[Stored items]
________________________________________
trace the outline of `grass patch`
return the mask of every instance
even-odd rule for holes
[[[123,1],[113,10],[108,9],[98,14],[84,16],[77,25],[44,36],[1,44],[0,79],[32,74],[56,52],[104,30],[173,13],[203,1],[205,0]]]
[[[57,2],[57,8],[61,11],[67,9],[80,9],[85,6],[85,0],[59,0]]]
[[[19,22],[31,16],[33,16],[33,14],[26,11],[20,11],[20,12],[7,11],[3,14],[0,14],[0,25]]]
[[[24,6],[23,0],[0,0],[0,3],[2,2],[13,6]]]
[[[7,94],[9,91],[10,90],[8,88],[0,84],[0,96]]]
________________________________________
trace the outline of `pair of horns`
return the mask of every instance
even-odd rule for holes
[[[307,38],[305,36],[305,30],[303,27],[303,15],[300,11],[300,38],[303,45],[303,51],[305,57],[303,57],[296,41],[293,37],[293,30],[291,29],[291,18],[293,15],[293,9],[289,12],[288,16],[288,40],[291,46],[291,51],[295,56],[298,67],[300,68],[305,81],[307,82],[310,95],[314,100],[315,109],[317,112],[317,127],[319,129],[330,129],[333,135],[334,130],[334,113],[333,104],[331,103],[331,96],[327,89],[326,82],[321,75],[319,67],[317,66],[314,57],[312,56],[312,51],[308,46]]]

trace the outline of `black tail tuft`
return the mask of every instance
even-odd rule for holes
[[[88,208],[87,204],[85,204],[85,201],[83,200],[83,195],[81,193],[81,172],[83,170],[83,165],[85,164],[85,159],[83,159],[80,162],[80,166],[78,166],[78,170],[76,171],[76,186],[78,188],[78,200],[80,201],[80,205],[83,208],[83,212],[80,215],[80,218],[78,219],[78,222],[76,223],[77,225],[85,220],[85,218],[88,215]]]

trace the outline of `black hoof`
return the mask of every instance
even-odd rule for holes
________________________________________
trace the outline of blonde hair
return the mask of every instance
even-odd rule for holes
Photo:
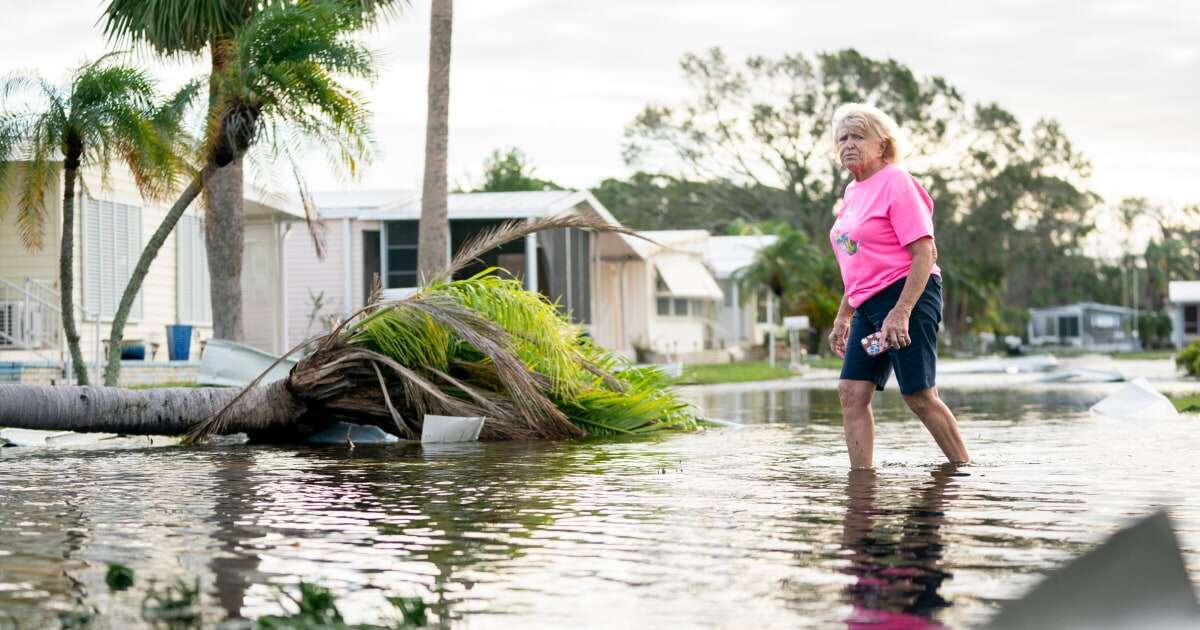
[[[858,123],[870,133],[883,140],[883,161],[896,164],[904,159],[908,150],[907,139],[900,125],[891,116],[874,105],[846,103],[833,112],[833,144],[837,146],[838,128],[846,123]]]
________________________________________
Assigned task
Among the lines above, return those that hold the word "outline".

Output below
trace the outline of `grass patch`
trace the outline of `pair of horns`
trace the outline of `black tail tuft`
trace the outline of `black hoof`
trace the outline of blonde hair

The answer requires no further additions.